**Page excerpt**.
They called him Mnason, although his full name was even more spectacular — Mnason T. Huntsman. (Or Huntsman T. Mnason or even Paul Mnason. His aliases were legion.)

Man of Mystery

The burly artists model lent his body to the ages; thanks to the scores of influential artists who hired him for Christmas projects, today’s modern Santa Claus probably looks more like Mnason than perhaps any other actual human being in history.*

The poet Arthur Chapman declared:  “It’s no exaggeration to say that Mnason posed for most of the Santa Claus pictures that have been made in recent years. And he figured in a good many for which he did not actually pose — as such pictures have been copied from originals for which Mnason was the model.

“Probably there isn’t a man today whose picture has been cut out more times and is treasured in more scrapbooks.”

Mnason, the definitive Santa Claus of the 1910s and early 1920s, was a true “man of mystery” for many who painted and drew him. A few knew the details of his past; perhaps it held the secret to his magnetic allure, to the deep, ancient gleam in his eye.

**Problem set**.
• 1. In the passage about Mnason, during which years was he the definitive Santa Claus?
• 2. Continue the passage about Mnason, the Santa Claus model, from where it stops.

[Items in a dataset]
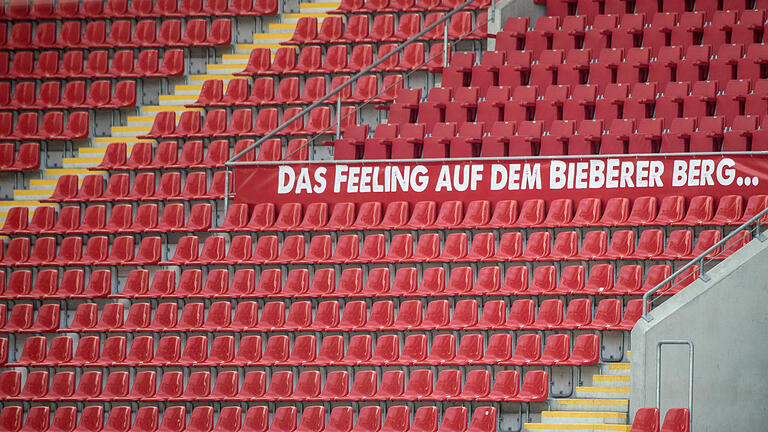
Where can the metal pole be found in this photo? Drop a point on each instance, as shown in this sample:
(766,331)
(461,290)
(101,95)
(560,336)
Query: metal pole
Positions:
(690,375)
(338,117)
(445,45)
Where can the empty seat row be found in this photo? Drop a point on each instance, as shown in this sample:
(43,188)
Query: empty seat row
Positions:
(414,56)
(172,388)
(89,9)
(591,8)
(376,6)
(119,187)
(518,280)
(28,125)
(565,137)
(97,252)
(627,30)
(230,419)
(26,158)
(71,35)
(23,319)
(74,65)
(354,318)
(382,29)
(278,351)
(50,95)
(167,155)
(287,93)
(148,218)
(533,213)
(539,246)
(241,123)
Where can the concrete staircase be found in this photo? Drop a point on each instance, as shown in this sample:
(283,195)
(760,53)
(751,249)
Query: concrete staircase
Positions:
(91,154)
(603,406)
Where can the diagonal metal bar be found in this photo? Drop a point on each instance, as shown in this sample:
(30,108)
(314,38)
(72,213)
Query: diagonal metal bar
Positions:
(354,78)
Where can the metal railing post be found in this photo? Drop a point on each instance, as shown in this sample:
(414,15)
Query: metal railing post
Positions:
(338,117)
(445,45)
(700,261)
(690,375)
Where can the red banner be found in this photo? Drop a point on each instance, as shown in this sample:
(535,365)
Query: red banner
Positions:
(467,180)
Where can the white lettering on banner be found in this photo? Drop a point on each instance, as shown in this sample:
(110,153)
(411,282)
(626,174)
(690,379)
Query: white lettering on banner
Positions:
(611,173)
(285,180)
(725,171)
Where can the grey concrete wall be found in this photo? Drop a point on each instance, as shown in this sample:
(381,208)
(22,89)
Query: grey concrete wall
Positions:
(510,8)
(727,320)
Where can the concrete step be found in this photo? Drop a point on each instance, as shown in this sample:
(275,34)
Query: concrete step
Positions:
(601,392)
(590,404)
(615,369)
(588,417)
(574,427)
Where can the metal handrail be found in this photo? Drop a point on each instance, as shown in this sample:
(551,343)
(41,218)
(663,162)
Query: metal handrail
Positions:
(699,260)
(354,78)
(690,375)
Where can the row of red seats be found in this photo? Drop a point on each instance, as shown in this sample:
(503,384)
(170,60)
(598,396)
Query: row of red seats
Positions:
(278,351)
(29,126)
(94,219)
(171,388)
(376,6)
(676,419)
(97,252)
(74,65)
(632,30)
(539,246)
(382,29)
(355,317)
(98,9)
(610,66)
(565,137)
(26,158)
(577,103)
(241,122)
(285,419)
(414,56)
(533,213)
(288,91)
(71,34)
(119,187)
(167,156)
(26,96)
(591,8)
(518,280)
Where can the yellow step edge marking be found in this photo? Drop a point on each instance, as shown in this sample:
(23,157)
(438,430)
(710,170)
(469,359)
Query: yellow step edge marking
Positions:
(603,389)
(583,414)
(610,378)
(576,426)
(302,15)
(108,140)
(130,129)
(211,76)
(592,401)
(81,160)
(175,97)
(62,171)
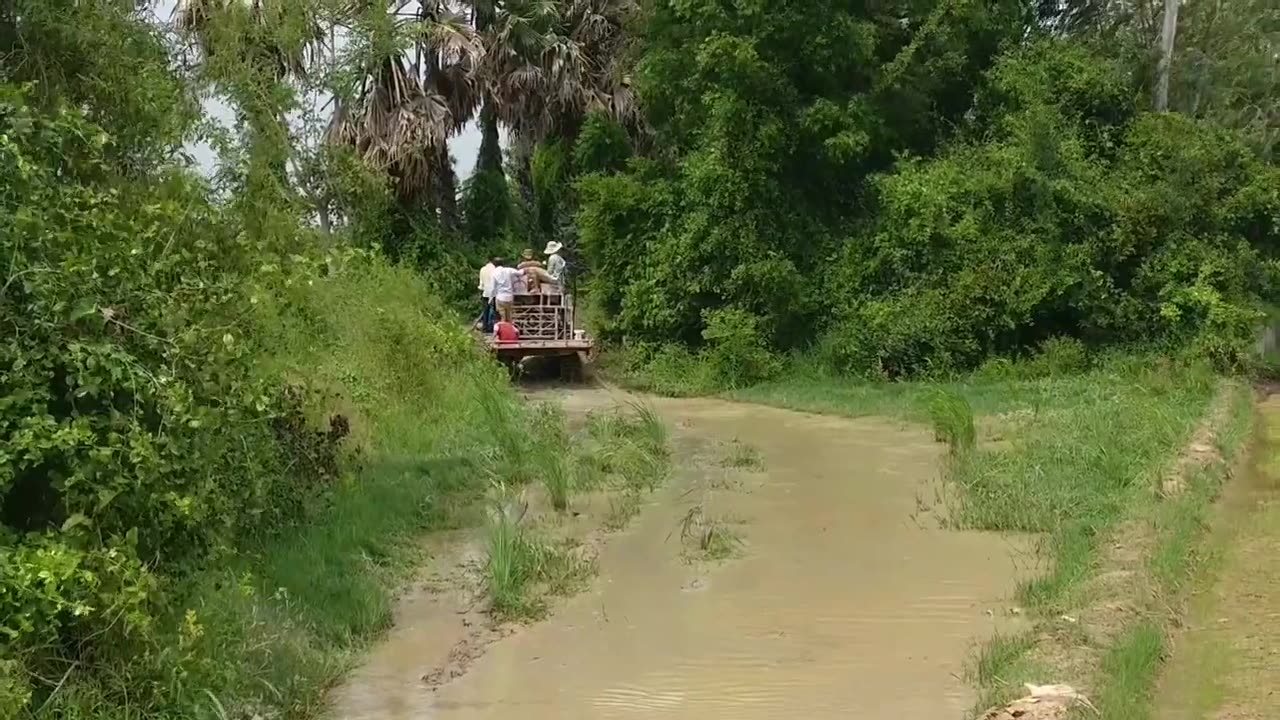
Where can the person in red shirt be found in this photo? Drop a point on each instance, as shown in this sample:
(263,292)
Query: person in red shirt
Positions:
(504,332)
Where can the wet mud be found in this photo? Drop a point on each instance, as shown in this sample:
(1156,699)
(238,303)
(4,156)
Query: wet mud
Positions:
(841,597)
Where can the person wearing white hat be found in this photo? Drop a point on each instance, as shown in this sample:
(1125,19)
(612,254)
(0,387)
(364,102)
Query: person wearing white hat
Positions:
(553,277)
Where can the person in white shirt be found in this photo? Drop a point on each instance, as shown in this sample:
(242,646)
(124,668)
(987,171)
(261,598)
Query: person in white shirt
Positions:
(503,285)
(485,288)
(553,277)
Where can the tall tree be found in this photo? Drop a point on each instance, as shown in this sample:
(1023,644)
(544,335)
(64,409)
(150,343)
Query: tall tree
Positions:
(415,87)
(1168,36)
(250,50)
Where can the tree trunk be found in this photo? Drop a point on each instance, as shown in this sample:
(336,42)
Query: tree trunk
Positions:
(447,192)
(1166,55)
(8,30)
(490,145)
(521,162)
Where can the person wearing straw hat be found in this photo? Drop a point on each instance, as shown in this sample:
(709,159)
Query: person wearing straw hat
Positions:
(554,273)
(528,264)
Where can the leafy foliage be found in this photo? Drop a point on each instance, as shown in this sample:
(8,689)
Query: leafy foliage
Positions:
(137,437)
(768,121)
(1059,209)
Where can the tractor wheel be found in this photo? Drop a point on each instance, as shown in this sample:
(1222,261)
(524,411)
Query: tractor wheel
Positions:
(571,368)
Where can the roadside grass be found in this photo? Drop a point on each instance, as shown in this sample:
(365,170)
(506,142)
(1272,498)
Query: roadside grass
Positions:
(1129,670)
(1079,455)
(624,450)
(522,570)
(266,627)
(705,537)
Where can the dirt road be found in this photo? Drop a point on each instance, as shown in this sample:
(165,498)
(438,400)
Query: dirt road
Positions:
(844,598)
(1226,665)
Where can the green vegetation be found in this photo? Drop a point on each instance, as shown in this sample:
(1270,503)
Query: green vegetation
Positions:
(232,400)
(521,570)
(1086,463)
(1129,673)
(705,537)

**Final results**.
• 1. The 1910s and early 1920s.

• 2.
For Mnason was a former religious cult leader and proselytizer who had served time in jail for child abduction and religious blasphemy, and once he was actually tarred and feathered by an angry mob. He was a charismatic to some, a psychotic to many others.

Below: Painter Kenyon Cox and his students at the Art Students League in 1887, a couple decades before the arrival of Mnason (Courtesy aaa.si.edu)

Making A Cult Leader

Mnason was born in Pennsylvania sometime in the 1850s, orphaned at eight years old. His early religious teachings were strict but conventional for the period.

In the 1880s, he worked for New York’s Sunday Closing League, visiting New York shops and saloons to ensure they were not selling anything too amoral on church day. In 1883, he testified that one shop owner illegally sold cigarettes to young boys, but not before the judge excoriated Mnason for lying on the stand.

At some point between that moment and 1888, Mnason was “inspired and bidden by God” to become a preacher. His message was not well received; at one point, the “wild and absurd behavior” of this “obstreperous” man of God got him thrown into jail for disorderly conduct.

By then, he had started a religious commune called the Lord’s Farm in Pascack Valley in New Jersey, where he began to attract (or lure) a young, impressionable flock.

He called himself “The Holy One” or “The Modern Christ” and granted bizarre nicknames to his most loyal followers.  Collectively, they were called the Angel Dancers, or the Church of the Living God.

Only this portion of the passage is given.